Segmentation mask data:
***

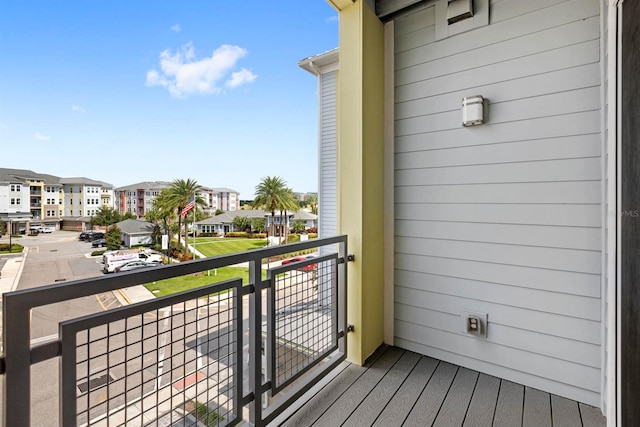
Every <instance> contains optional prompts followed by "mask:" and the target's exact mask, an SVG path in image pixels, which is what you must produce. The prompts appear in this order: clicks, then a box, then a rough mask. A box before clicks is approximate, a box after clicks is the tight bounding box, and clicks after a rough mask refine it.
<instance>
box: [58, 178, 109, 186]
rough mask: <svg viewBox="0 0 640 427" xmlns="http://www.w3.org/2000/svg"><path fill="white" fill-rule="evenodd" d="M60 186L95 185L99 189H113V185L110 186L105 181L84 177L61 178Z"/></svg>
mask: <svg viewBox="0 0 640 427" xmlns="http://www.w3.org/2000/svg"><path fill="white" fill-rule="evenodd" d="M60 184H82V185H95V186H99V187H108V188H113V184H109V183H107V182H104V181H96V180H95V179H89V178H85V177H83V176H79V177H74V178H60Z"/></svg>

***

DIRECTIONS:
In the records above, locate the lines holding the word "instance". Copy each of them.

OUTPUT FOR THIS EXERCISE:
Every <instance> contains optional prompts followed by "mask:" and the target's exact mask, an SVG path in image pixels, which is what you must produce. The prompts appear in this order: clicks, then a box, then a rough mask. A box before clicks is approximate, a box after clicks is the tight bounding box, and clicks after a rough mask refine it.
<instance>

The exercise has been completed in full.